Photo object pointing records
______________________________
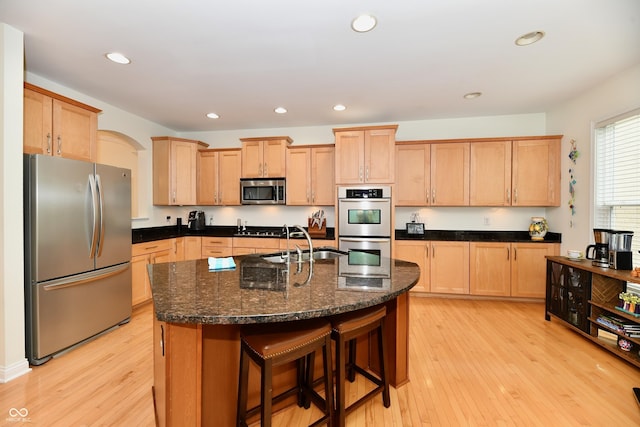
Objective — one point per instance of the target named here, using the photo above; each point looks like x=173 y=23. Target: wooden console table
x=578 y=292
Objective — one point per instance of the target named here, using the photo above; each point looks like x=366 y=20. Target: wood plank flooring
x=472 y=363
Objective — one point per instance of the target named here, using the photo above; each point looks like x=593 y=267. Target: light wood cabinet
x=58 y=126
x=536 y=172
x=413 y=174
x=264 y=157
x=310 y=176
x=216 y=247
x=490 y=173
x=174 y=170
x=219 y=177
x=528 y=268
x=450 y=174
x=490 y=268
x=415 y=251
x=449 y=267
x=143 y=254
x=365 y=155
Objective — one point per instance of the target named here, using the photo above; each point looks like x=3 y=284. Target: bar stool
x=271 y=345
x=345 y=329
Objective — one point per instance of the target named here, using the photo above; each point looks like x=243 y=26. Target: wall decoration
x=573 y=155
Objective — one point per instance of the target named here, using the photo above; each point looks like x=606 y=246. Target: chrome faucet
x=301 y=231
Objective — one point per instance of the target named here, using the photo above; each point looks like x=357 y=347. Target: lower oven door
x=365 y=256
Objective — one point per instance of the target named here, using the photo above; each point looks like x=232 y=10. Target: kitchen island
x=198 y=314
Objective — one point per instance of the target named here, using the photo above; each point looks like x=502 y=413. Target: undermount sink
x=320 y=253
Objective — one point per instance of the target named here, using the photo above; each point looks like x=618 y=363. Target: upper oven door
x=364 y=217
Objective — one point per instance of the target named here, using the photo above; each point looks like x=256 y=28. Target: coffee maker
x=599 y=253
x=196 y=220
x=620 y=255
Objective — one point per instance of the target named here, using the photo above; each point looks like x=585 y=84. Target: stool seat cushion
x=271 y=340
x=352 y=321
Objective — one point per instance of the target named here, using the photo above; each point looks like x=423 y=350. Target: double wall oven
x=364 y=230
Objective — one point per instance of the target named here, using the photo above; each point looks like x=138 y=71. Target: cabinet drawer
x=150 y=247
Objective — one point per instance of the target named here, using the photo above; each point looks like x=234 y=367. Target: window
x=617 y=176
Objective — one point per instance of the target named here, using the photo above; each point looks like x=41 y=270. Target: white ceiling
x=242 y=58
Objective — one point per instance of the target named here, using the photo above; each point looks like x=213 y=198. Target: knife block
x=315 y=231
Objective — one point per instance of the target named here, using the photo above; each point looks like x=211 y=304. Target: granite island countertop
x=258 y=291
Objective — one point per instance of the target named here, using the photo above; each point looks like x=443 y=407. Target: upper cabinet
x=535 y=176
x=450 y=174
x=310 y=175
x=413 y=175
x=264 y=157
x=58 y=126
x=174 y=170
x=520 y=171
x=365 y=155
x=490 y=173
x=219 y=177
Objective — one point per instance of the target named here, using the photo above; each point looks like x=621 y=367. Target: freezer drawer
x=66 y=312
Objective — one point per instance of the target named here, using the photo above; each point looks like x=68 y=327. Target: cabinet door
x=417 y=252
x=322 y=176
x=274 y=156
x=528 y=268
x=207 y=187
x=74 y=132
x=450 y=174
x=413 y=180
x=140 y=287
x=490 y=173
x=379 y=151
x=449 y=267
x=349 y=157
x=536 y=172
x=183 y=172
x=299 y=176
x=490 y=268
x=252 y=159
x=230 y=164
x=37 y=123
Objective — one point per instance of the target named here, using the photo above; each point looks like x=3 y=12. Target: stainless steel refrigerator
x=77 y=229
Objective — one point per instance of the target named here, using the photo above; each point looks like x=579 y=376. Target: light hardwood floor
x=472 y=363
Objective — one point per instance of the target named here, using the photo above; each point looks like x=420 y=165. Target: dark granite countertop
x=258 y=291
x=478 y=236
x=149 y=234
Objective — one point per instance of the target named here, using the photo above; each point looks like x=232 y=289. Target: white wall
x=575 y=119
x=12 y=355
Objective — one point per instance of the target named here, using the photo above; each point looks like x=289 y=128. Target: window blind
x=617 y=176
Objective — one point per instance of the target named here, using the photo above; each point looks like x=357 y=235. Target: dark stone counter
x=478 y=236
x=149 y=234
x=258 y=291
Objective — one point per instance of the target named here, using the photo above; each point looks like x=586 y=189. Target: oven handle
x=364 y=239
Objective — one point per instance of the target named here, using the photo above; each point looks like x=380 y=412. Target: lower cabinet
x=143 y=254
x=500 y=269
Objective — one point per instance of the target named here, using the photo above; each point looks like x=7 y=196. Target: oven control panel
x=383 y=192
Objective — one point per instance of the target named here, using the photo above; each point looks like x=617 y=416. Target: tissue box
x=316 y=230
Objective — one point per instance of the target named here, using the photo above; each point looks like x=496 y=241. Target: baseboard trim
x=13 y=371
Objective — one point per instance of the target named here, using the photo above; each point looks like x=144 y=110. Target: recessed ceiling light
x=472 y=95
x=364 y=23
x=529 y=38
x=118 y=58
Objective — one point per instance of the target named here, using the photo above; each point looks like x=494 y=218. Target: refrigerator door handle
x=82 y=279
x=100 y=201
x=94 y=212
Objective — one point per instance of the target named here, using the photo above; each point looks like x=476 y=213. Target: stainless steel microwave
x=262 y=191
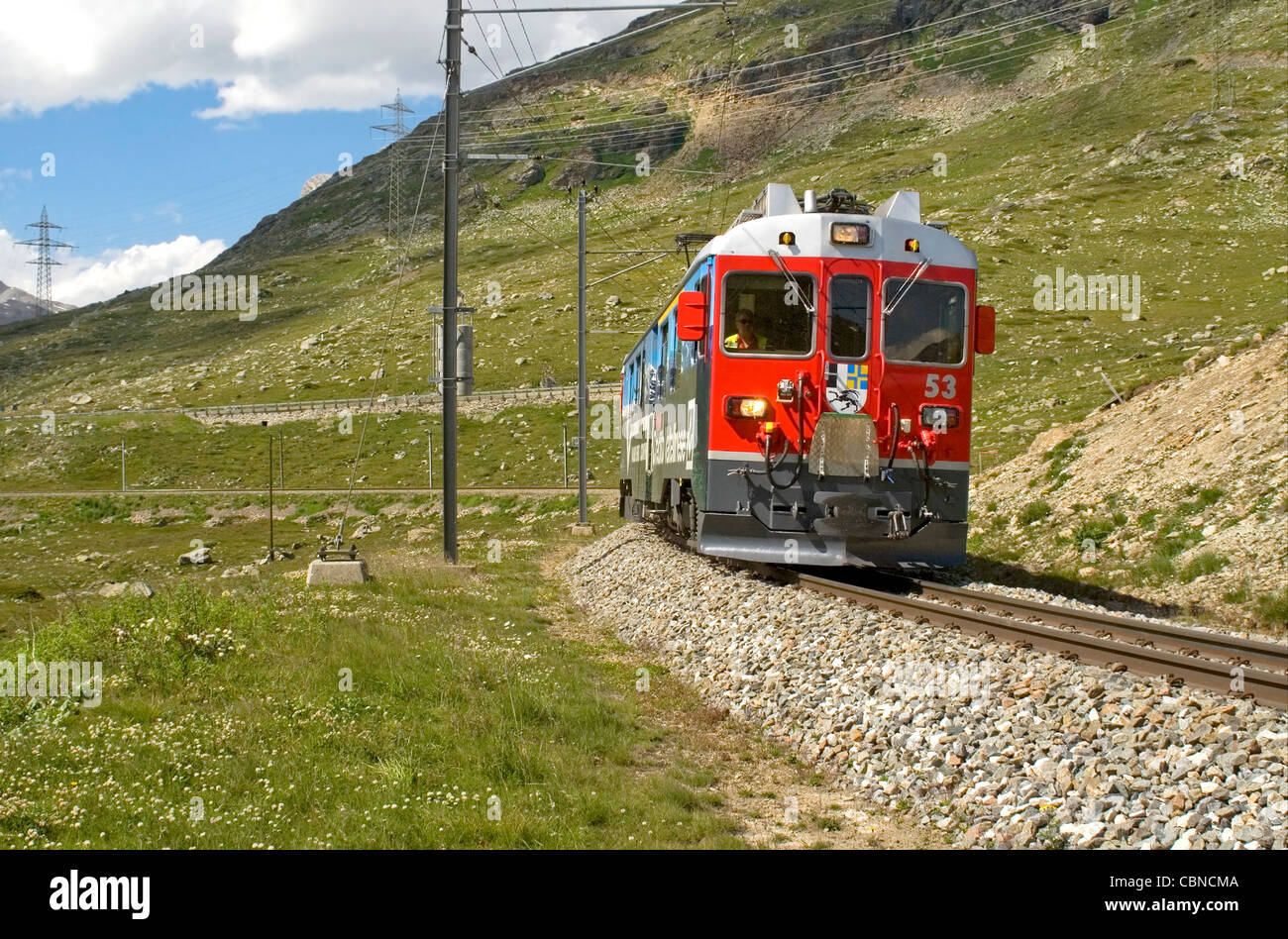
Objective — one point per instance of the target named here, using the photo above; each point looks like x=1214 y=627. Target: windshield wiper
x=790 y=275
x=907 y=285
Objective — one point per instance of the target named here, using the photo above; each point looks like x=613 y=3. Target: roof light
x=850 y=234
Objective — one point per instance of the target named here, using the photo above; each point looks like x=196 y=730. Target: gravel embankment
x=990 y=743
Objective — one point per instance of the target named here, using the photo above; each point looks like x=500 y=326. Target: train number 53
x=934 y=390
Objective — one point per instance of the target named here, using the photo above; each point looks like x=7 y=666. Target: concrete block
x=336 y=573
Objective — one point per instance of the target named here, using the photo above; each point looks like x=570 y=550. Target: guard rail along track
x=408 y=401
x=1207 y=660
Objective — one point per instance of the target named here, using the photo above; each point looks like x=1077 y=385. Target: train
x=805 y=394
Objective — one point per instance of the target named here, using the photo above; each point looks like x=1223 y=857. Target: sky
x=159 y=132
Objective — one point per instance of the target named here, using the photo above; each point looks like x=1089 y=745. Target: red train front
x=805 y=395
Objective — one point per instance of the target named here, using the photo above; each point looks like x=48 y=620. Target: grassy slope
x=1099 y=161
x=460 y=691
x=1026 y=178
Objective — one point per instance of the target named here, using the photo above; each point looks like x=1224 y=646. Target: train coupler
x=898 y=524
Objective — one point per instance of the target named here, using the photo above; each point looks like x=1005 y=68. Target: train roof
x=890 y=224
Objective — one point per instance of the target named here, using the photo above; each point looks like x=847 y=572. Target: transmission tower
x=395 y=129
x=44 y=260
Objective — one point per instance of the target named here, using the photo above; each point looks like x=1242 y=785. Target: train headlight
x=746 y=407
x=938 y=417
x=849 y=234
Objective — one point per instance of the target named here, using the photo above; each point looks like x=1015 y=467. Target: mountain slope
x=1108 y=159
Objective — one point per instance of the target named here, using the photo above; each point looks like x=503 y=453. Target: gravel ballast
x=993 y=745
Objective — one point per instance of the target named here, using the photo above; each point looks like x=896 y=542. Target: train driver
x=746 y=337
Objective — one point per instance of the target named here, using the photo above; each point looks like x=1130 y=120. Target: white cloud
x=85 y=279
x=263 y=55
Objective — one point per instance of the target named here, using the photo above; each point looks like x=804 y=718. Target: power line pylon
x=397 y=129
x=44 y=260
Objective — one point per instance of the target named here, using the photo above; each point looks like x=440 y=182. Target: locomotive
x=805 y=397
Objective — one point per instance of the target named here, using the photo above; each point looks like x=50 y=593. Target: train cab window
x=849 y=301
x=926 y=324
x=767 y=314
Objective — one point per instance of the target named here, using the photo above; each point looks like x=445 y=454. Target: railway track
x=1207 y=660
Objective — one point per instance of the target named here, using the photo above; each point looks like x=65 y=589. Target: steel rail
x=1265 y=686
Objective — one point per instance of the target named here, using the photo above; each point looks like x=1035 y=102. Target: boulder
x=197 y=556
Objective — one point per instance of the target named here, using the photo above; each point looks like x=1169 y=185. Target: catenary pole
x=451 y=184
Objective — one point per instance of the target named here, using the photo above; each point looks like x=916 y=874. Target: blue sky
x=176 y=125
x=146 y=170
______________________________
Set down, exactly and in full, the lines from the one containing "power line pylon" through the end of the entries; no other line belongs.

Objective — one point per instance of the target named here, using the photo above; each point looks like x=804 y=718. Target: power line pylon
x=397 y=129
x=44 y=260
Objective — one point per instance of the target named here, using the photo above; each point looks like x=440 y=182. Target: locomotive
x=805 y=397
Objective — one point per instance of the target named here, using the photo above; each point looks like x=50 y=593. Target: train cab window
x=849 y=301
x=926 y=324
x=767 y=314
Objective — one point per instance of the target named here, using the photo above; each point looks like x=445 y=454. Target: railway track
x=1207 y=660
Objective — one point per instance of the target named here, using the photo above; each point looks like x=65 y=589. Target: steel rail
x=1265 y=686
Objective — one point per instance of the target named here, using the photo above; each point looks like x=1035 y=102. Target: boulder
x=197 y=556
Objective — one point per instance of the target named here, using the photo above; each point looks like x=1169 y=185. Target: catenary pole
x=451 y=184
Objective — one point per instance of the target named here, using the photo above; each point looks like x=916 y=874. Target: blue sky
x=176 y=125
x=146 y=170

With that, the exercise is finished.